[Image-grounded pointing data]

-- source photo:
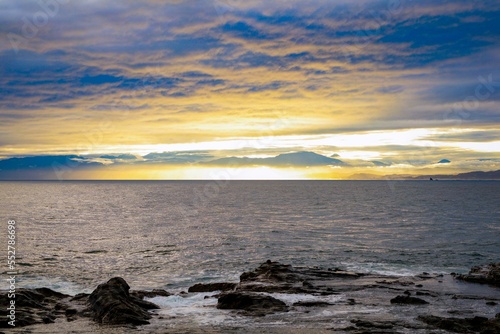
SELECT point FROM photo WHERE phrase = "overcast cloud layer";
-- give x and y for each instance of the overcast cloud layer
(381, 84)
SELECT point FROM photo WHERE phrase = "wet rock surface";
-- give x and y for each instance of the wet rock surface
(111, 303)
(464, 325)
(210, 287)
(280, 298)
(253, 304)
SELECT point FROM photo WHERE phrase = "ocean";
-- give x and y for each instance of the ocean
(72, 236)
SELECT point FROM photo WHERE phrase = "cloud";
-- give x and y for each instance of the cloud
(110, 76)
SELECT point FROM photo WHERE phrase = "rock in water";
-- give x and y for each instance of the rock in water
(408, 300)
(467, 325)
(251, 303)
(111, 303)
(488, 274)
(210, 287)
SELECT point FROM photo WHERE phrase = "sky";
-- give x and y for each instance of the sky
(233, 89)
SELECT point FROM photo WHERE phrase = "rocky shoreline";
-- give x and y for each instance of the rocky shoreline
(325, 300)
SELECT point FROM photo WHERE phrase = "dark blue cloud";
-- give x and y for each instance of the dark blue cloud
(244, 30)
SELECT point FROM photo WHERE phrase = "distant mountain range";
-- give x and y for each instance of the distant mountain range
(477, 175)
(298, 159)
(492, 175)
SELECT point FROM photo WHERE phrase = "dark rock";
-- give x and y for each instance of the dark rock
(312, 304)
(150, 294)
(487, 274)
(466, 325)
(80, 296)
(253, 304)
(35, 306)
(210, 287)
(408, 300)
(111, 303)
(372, 324)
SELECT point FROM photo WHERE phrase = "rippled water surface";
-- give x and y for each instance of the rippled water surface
(74, 235)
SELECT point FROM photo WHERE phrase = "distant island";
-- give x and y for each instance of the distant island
(476, 175)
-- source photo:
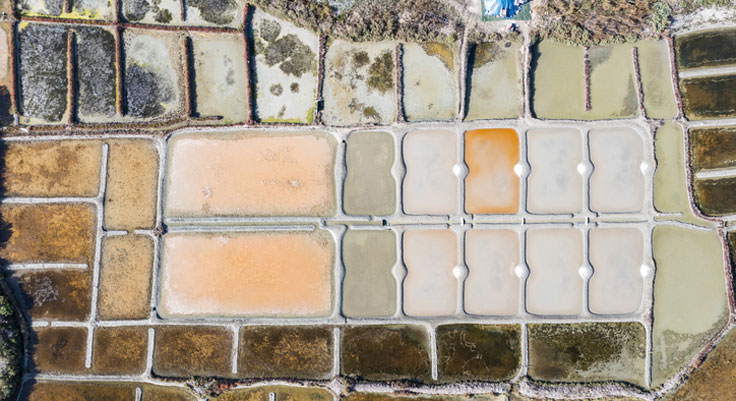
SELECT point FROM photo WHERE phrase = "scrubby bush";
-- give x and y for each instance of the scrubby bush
(661, 16)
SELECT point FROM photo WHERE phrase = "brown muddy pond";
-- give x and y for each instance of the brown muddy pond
(710, 97)
(706, 49)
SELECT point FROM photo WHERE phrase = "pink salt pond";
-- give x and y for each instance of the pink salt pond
(247, 274)
(253, 174)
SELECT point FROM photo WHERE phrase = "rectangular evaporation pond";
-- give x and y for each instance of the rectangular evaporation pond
(706, 49)
(709, 97)
(287, 274)
(251, 174)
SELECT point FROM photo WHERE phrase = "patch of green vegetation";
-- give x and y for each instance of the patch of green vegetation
(146, 91)
(485, 53)
(11, 349)
(371, 112)
(381, 72)
(270, 30)
(135, 10)
(361, 59)
(372, 20)
(220, 12)
(163, 16)
(595, 22)
(661, 16)
(293, 56)
(43, 75)
(96, 71)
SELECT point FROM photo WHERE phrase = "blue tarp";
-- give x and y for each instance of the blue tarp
(495, 8)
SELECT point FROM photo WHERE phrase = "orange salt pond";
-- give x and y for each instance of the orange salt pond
(247, 274)
(491, 185)
(259, 174)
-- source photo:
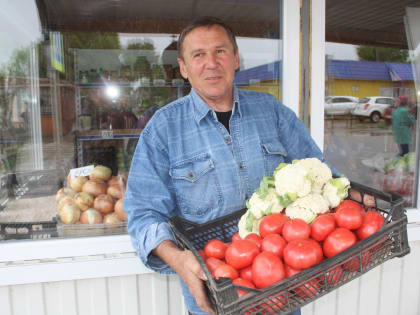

Task statement =
Copy exactly the lines from the line that contains "-- give x and y for each instance of the rectangular" through the last line of the records above, both ends included, but leave out the pictures.

Exercise solution =
-- give x and y for each instance of the rectangular evaporation pond
(706, 49)
(709, 97)
(287, 274)
(251, 174)
SELECT point FROM photo WHERE phrase = "patch of green vegetation";
-- give x and y for each instance of the patch of green vegetation
(146, 91)
(485, 53)
(11, 349)
(371, 112)
(381, 72)
(270, 30)
(135, 10)
(361, 59)
(372, 20)
(220, 12)
(163, 16)
(595, 22)
(661, 16)
(293, 56)
(43, 75)
(96, 71)
SELECT point FROM photo WHERE phrase = "blue tarp";
-- give x and y for each instance of the blue tarp
(495, 8)
SELECT point FROM photo WHERE phrase = "orange salt pond";
-- give x and y for each instance of the orange salt pond
(247, 274)
(491, 185)
(259, 174)
-- source photo:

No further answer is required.